**STATED PROBLEM:**
Please answer these questions about the navigation thread:
(a) In what area did dawn do most of her SQL work?
(b) How does Marshall describe a view, as he understands it?
(c) What example of a cross-product does dawn give for getting all the data for a single page in one query?
[Begin TEXT SHOWN]
Re: Navigation question

From: dawn <dawnwolthuis_at_gmail.com>
Date: 15 Feb 2007 12:15:25 -0800
Message-ID: <1171570525.632970.51920_at_s48g2000cws.googlegroups.com>


On Feb 15, 10:58 am, "Marshall" <marshall.spi..._at_gmail.com> wrote:
> On Feb 15, 6:17 am, "dawn" <dawnwolth..._at_gmail.com> wrote:
>
> > On Feb 14, 7:24 pm, "Marshall" <marshall.spi..._at_gmail.com> wrote:
>
> > > > What does the application code then do with this cartesian cross-
> > > > product of data?
>
> > > I don't think I've ever written a cartesian product into client
> > > code. I've done a few at the command line, though.
>
> > I am understanding this to mean that you do not create or use views
> > used by your code that introduce cross-products, correct?
>
> Embarrassing admission: I've never used views of any kind.
> My professional career has not included using higher end
> dbms products. :-(

That's OK. I did most of my SQL work in BI, so we saved all such queries as views. I also mentioned to Tony that I realize I was using the term incorrectly too, since I was thinking of the result set as a "view" of the data, which does not mean it is a query against an sql view. We each just know what we know, eh?

> However a view is not a lot more than a named query, as
> I understand it.

Yes, an SQL View is a named query (and you have no idea how many times in my career I have said that, so it is embarrassing that I was using the term in a non-SQL way)

> And I can't think of when I'd have used
> full cross products.

Good. When I hear people talk about screens/forms/pages as "updatable views" (in my world) I remind them that is not an acceptable way to think of them in the sql world. If you get all of the data for a single page from your SQL-DBMS in one query (as we often do in Pick), you are likely to have a cross-product (header x detail, for example), which is unnecessarily ugly to work with. We can make one query with a multivalue dbms to get all the data without introducing the duplication of data that SQL would do. Did that make sense?

> Not that there's any particular reason
> not to; there's no reason why they have to be any less
> efficient than doing the two subqueries yourself. In fact
> a guy at work was telling me the other day about a dbms
> optimization he'd seen where the system would transmit
> two relations instead of one and stitch them together in
> the dbms client code (not the application client code.)
>
> > > Let's even do what you describe the hard way, and say that we
> > > have some unique description of the company, TIN say, that is
> > > *not* a key of the other tables, nor the primary key of the company
> > > table.
>
> > > select name from companies where tin = XXX;
>
> > OK, I'll buy that you would not use the term "navigation" to find this
> > node. I still think of this select statement as "going to" the
> > company where tin=XXX and extracting the name, where I suspect you do
> > not. I do not see it as navigating within the database, however, so
> > we are good so far.
>
> A guy Fred at work thinks of this statement as x86 machine code,
> and Joe thinks of it all as electrons whirling around silicon
> pathways.
> Engelbart says they are both wrong and that it's all subatomic
> particles,
> while Desmond claims they are all thinking at the wrong level; the
> truth
> we can perceive is just shadows on Plato's cave.

Yup, so conceptually, I'm navigating and there is no problem with that, right? If I am understanding correctly, you are suggesting that typically when someone is speaking against "navigation" they are fine with using "navigation" as a metaphor, as a way of conceptualizing what it happening. I believe you have also suggested that it is fine to talk about navigation when discussing what is physically happening. So the problems with navigation are above the physical and below the conceptual, in the application code, for example. Understood.
[End TEXT SHOWN]
[Begin RECORDED INFORMATION]
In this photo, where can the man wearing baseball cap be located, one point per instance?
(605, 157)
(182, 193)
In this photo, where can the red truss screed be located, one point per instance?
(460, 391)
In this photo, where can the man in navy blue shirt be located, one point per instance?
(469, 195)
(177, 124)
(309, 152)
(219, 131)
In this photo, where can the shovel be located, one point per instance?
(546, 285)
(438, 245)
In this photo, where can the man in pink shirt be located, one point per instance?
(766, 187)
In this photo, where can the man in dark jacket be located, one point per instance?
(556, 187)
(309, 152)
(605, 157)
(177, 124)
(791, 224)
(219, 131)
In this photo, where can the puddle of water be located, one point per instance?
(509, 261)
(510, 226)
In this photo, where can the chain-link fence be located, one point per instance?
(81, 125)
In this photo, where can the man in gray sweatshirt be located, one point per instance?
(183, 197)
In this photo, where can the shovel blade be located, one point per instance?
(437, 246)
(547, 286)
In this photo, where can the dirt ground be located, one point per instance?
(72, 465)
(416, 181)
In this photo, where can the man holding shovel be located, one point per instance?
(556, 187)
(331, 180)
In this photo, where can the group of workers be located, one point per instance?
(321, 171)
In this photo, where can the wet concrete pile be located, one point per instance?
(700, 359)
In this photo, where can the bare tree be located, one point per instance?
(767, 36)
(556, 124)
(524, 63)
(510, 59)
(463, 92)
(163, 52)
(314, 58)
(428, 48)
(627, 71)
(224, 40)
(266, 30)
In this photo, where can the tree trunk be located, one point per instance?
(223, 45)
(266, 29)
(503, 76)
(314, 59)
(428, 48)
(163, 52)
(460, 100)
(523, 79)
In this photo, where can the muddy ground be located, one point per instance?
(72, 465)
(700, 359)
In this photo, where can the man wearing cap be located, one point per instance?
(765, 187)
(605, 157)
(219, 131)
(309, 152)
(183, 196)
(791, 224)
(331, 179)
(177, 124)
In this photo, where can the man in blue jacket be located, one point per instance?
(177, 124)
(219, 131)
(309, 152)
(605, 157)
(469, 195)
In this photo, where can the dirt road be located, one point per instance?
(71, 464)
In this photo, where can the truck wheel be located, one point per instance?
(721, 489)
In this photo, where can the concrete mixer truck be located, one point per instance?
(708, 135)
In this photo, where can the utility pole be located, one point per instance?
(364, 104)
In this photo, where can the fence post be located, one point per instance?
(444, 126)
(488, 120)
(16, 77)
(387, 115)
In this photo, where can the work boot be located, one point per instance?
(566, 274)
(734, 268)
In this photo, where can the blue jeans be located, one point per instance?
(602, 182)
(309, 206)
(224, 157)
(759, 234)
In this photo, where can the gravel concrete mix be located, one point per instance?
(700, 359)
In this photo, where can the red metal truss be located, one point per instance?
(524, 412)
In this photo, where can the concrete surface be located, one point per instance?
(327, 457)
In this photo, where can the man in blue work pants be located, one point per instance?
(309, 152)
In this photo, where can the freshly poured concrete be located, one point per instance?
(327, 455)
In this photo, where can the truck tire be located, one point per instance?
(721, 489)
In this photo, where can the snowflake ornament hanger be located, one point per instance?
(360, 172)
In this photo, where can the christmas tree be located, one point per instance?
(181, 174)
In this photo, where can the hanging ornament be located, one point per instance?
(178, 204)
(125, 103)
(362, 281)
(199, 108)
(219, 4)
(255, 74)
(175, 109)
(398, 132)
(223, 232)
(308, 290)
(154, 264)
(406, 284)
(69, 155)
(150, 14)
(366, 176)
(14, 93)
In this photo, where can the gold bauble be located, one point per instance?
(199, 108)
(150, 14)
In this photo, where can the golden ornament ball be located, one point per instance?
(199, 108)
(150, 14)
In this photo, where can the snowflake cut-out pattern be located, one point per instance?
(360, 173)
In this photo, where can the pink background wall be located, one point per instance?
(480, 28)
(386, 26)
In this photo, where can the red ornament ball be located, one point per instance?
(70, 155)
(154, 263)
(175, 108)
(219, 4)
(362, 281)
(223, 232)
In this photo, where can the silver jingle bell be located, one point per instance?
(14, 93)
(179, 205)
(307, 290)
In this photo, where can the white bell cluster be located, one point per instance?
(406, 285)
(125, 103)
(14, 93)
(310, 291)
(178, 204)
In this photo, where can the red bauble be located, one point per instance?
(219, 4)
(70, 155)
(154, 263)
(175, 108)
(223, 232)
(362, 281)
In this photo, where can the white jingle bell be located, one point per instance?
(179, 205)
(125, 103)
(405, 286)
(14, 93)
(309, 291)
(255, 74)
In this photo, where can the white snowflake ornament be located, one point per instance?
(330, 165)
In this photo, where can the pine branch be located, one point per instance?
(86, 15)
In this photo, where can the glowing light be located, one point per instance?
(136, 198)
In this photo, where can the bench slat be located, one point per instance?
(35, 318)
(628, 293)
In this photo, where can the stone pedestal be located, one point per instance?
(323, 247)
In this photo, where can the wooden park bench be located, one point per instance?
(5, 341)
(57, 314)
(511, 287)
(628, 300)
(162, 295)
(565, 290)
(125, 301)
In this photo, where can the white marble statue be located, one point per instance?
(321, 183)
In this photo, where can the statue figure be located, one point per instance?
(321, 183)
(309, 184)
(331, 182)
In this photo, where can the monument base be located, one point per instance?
[End RECORDED INFORMATION]
**TASK RESPONSE:**
(a) BI
(b) As not a lot more than a named query
(c) Header x detail